# Passage shown
◇ ◇ ◇ ◇ ◇ ◇ ◇

SGLang Prometheus Metrics#

Overview#

When running SGLang through Dynamo, SGLang engine metrics are automatically passed through and exposed on Dynamo’s /metrics endpoint (default port 8081). This allows you to access both SGLang engine metrics (prefixed with sglang:) and Dynamo runtime metrics (prefixed with dynamo_*) from a single worker backend endpoint.

For the complete and authoritative list of all SGLang metrics, always refer to the official SGLang Production Metrics documentation.

For Dynamo runtime metrics, see the Dynamo Metrics Guide.

For visualization setup instructions, see the Prometheus and Grafana Setup Guide.

Environment Variables#

Variable	Description	Default	Example
`DYN_SYSTEM_PORT`	System metrics/health port	`-1` (disabled)	`8081`

Getting Started Quickly#

This is a single machine example.

Start Observability Stack#

For visualizing metrics with Prometheus and Grafana, start the observability stack. See Observability Getting Started for instructions.

Launch Dynamo Components#

Launch a frontend and SGLang backend to test metrics:

# Start frontend (default port 8000, override with --http-port or DYN_HTTP_PORT env var)

◇ ◇ ◇ ◇ ◇ ◇ ◇

# Available data
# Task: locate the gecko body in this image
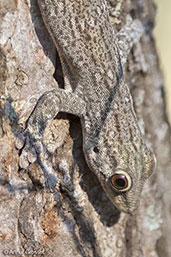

◇ ◇ ◇ ◇ ◇ ◇ ◇

# Short exercise 1
Name every guide or piece of documentation that the SGLang metrics page points readers to.
# Short exercise 2
Reproduce the SGLang metrics page word for word. Begin at the words "Launch Dynamo Components#" and stop after "DYN_HTTP_PORT env var)".

# Expected output 1
- SGLang Production Metrics documentation
- Dynamo Metrics Guide
- Prometheus and Grafana Setup Guide
- Observability Getting Started

# Expected output 2
Launch Dynamo Components#

Launch a frontend and SGLang backend to test metrics:

# Start frontend (default port 8000, override with --http-port or DYN_HTTP_PORT env var)